Exercise prompt:
Omit the images. Copy each entry word for word.

=====

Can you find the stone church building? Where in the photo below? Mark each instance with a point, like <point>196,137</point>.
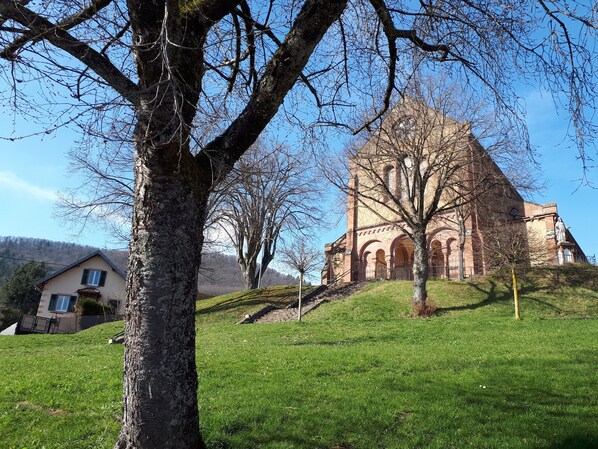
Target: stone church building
<point>375,246</point>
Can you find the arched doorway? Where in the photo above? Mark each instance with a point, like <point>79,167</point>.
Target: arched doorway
<point>402,259</point>
<point>437,266</point>
<point>381,268</point>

=====

Solution for this task:
Can you find the stone church building? Where in the photo below? Mark each instance with a point, like <point>196,137</point>.
Target: stone church building
<point>375,246</point>
Can you find the arched doorway? Where in the photo above? Mark each instance with a point, like <point>79,167</point>.
Target: arched doorway
<point>402,259</point>
<point>437,266</point>
<point>381,268</point>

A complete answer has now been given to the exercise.